### Recorded data ###
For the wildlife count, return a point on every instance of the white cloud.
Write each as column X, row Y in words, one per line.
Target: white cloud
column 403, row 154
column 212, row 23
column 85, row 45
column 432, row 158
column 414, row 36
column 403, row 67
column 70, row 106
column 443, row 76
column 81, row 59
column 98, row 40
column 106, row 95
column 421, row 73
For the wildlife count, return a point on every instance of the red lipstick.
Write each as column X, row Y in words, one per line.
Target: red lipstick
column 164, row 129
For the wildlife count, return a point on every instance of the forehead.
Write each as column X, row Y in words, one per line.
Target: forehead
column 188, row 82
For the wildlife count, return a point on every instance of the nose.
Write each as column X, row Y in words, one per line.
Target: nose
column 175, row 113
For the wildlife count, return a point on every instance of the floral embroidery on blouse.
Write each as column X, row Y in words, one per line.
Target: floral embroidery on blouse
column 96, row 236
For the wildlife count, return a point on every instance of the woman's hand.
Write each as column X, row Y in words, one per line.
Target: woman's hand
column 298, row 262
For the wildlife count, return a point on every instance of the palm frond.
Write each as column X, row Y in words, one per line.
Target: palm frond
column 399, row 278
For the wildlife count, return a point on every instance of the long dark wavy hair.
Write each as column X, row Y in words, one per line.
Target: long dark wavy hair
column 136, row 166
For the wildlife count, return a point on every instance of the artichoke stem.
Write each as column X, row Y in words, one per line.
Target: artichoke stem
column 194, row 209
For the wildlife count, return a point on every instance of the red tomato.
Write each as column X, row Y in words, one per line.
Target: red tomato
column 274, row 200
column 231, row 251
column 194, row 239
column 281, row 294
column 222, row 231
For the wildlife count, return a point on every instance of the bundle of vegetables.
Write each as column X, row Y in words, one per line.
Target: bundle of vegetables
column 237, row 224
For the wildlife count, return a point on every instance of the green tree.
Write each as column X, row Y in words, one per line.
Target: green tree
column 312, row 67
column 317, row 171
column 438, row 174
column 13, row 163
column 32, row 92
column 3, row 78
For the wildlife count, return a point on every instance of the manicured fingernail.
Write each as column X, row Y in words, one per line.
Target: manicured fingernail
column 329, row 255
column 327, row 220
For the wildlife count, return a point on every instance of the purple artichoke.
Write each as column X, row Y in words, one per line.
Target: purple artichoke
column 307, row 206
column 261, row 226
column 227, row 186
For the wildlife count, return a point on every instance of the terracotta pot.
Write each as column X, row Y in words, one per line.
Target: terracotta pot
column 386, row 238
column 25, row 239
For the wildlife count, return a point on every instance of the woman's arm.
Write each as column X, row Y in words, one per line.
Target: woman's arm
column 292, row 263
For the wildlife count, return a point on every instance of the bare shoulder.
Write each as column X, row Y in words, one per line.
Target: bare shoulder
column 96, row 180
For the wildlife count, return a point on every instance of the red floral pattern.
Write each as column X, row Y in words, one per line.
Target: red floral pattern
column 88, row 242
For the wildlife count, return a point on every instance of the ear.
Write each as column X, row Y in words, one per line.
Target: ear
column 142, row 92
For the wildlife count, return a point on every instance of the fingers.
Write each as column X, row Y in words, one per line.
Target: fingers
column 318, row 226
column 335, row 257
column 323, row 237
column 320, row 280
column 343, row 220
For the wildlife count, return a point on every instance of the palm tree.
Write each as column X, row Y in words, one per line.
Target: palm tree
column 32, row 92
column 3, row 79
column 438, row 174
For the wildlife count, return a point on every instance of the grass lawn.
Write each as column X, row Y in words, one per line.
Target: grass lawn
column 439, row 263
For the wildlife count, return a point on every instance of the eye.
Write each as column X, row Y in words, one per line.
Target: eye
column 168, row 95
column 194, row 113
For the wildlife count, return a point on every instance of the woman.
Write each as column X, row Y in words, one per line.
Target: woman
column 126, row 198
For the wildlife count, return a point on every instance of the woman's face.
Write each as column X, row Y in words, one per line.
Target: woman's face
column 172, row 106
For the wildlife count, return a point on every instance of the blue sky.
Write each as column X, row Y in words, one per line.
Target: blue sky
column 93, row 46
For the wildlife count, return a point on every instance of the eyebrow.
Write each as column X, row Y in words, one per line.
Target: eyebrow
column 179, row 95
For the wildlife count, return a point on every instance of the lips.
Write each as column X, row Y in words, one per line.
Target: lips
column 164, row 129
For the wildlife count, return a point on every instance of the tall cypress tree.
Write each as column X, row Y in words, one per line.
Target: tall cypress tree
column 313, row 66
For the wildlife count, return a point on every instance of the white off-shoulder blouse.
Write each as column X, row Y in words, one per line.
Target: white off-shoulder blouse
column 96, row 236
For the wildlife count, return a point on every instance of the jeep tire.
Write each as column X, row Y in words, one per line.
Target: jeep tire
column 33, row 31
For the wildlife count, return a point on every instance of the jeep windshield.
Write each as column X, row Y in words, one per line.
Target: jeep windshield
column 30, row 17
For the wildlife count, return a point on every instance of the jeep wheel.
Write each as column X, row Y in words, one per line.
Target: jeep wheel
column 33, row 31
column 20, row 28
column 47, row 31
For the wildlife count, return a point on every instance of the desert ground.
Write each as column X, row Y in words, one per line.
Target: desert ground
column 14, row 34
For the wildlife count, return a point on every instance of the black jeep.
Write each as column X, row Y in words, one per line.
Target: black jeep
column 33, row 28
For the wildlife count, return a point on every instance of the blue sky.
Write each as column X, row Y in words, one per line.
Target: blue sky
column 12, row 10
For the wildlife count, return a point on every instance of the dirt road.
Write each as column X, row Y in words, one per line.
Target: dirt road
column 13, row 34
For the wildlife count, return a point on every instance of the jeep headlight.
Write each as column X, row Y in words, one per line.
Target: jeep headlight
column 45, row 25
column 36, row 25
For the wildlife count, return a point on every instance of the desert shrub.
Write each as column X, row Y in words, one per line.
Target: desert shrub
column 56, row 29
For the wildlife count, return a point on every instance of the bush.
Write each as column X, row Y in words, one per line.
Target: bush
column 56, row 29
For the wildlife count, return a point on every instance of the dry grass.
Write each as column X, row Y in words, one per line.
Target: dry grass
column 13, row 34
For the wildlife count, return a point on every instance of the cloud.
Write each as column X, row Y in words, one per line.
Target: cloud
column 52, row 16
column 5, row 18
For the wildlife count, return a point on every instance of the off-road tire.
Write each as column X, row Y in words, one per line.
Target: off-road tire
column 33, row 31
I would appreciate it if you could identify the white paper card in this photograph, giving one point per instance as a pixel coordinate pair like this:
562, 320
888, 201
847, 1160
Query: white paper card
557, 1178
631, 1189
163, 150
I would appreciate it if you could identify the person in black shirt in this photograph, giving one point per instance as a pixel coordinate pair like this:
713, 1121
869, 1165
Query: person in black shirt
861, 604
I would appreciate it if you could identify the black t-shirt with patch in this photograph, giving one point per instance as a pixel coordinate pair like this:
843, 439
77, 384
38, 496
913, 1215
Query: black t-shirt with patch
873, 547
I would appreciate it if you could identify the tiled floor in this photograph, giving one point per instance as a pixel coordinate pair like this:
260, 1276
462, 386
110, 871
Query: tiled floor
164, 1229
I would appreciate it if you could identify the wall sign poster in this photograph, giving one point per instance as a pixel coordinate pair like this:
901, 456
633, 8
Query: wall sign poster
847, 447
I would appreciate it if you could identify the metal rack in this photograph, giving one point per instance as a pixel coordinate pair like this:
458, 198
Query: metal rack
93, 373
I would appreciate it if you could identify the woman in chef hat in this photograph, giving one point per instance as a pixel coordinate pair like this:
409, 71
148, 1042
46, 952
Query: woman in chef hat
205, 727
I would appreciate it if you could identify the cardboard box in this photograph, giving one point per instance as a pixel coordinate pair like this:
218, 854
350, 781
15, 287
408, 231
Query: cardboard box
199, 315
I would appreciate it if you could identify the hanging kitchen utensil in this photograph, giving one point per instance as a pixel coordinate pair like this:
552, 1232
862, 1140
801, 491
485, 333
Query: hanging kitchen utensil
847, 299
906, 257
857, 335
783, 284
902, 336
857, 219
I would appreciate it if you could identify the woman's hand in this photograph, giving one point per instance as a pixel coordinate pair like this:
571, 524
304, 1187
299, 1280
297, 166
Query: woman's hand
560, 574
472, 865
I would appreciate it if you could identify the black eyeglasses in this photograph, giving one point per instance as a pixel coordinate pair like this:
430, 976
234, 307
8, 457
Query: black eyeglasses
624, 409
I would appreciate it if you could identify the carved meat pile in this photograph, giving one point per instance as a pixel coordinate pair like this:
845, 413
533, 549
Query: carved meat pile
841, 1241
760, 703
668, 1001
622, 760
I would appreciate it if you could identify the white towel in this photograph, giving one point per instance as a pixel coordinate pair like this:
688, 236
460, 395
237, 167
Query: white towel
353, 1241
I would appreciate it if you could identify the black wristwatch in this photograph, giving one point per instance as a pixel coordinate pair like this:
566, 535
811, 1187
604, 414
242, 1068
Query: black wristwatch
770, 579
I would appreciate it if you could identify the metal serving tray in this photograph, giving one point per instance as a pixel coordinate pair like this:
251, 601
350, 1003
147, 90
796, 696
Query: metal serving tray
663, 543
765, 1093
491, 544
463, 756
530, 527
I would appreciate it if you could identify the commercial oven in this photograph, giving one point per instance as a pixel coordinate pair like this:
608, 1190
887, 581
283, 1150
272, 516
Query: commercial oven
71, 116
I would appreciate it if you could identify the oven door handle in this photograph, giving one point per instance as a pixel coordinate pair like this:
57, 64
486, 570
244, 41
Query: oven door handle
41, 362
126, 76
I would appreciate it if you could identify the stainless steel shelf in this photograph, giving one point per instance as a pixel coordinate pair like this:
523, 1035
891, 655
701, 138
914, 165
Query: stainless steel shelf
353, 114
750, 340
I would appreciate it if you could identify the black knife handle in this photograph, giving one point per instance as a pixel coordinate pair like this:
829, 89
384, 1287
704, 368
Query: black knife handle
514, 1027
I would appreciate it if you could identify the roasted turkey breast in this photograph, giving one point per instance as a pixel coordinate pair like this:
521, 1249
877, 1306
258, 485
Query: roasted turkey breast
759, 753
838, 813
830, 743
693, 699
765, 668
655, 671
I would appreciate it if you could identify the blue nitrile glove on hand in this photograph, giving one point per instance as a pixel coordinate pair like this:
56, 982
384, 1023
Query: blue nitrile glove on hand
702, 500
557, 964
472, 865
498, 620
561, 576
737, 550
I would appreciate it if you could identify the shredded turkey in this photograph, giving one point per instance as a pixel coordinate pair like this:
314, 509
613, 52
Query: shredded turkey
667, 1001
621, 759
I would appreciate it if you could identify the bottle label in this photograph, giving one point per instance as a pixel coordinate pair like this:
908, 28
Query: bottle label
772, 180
###
* _Task requirements_
Set down exactly the lines of the listing above, from the line holding "I would appreciate it if you could identify the black knife" through its last line, with nothing added.

* _Completed task_
I would appreciate it if you could identify the black knife handle in this photograph, giving one point per instance as a pixel coordinate pair like this:
829, 89
384, 1287
704, 368
Query: black knife handle
514, 1027
I would appreciate it if you could identify the roasted turkey breast in this photograph, giving one point per instance as a pixel coordinate pair like this:
521, 1249
877, 1306
258, 485
Query: roasted turkey breast
759, 753
838, 813
830, 743
693, 699
765, 668
655, 671
I would appreciate it if you could identify the blue nitrile glove on hand in this photograph, giving one point per instance as a pixel coordinate pair like this:
56, 982
384, 1023
Query: blue nitrile glove on hand
702, 500
557, 964
472, 865
498, 620
561, 576
737, 550
I would appreciate it if you could identify the shredded turkey in this photograph, giving one point per instance as a pixel coordinate pair like this:
314, 509
613, 52
Query: shredded turkey
667, 1001
621, 759
I would appreciate it if you could identify the bottle label in this photograph, giving one point per instance as a pixel coordinate pair like this:
908, 28
Query: bottle label
772, 180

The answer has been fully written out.